> STATED PROBLEM
Copy out word for word the stretch of the data below from the line containing "Target: orange jacket" through the end of the data, both ends included.

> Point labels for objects
==========
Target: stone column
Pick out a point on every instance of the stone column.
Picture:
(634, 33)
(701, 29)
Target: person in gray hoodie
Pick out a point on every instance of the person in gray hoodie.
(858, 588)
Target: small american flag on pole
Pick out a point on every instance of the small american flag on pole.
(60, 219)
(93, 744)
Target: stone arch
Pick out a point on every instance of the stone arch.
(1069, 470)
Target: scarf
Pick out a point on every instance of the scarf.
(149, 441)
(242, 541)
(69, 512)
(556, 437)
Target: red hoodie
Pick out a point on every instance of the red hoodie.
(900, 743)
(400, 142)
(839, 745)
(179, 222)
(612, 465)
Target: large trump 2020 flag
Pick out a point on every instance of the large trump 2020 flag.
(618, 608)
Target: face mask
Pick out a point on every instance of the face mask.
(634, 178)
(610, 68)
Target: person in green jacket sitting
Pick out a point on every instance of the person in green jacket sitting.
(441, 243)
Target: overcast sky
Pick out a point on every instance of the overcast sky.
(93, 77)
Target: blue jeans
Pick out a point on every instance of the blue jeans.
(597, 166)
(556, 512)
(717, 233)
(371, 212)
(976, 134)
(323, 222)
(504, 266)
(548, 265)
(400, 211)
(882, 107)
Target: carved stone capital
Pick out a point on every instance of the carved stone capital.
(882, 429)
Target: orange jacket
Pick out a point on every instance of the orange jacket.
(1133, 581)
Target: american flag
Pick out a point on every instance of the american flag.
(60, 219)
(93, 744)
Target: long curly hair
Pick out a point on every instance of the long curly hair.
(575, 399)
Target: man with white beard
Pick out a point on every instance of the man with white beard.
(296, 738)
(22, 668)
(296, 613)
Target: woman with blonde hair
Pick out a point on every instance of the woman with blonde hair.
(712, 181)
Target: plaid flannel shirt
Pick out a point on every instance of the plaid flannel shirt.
==========
> CORRECT RESPONSE
Target: orange jacket
Pick out a point on every instance of the orange jacket.
(1133, 581)
Target: american flag
Pick out a point on every instance of the american flag.
(60, 219)
(93, 744)
Target: long curly hair
Pick out a point on every instance of the long curly hair.
(575, 399)
Target: man with white beard
Pick out a point on every instance of the man with white beard.
(296, 738)
(22, 668)
(296, 613)
Target: woman with blonde hair
Pick out a point on every instance of the woman with blonde hair.
(712, 181)
Target: plaid flannel shirt
Pick out a point on every instance of the plaid flannel shirt.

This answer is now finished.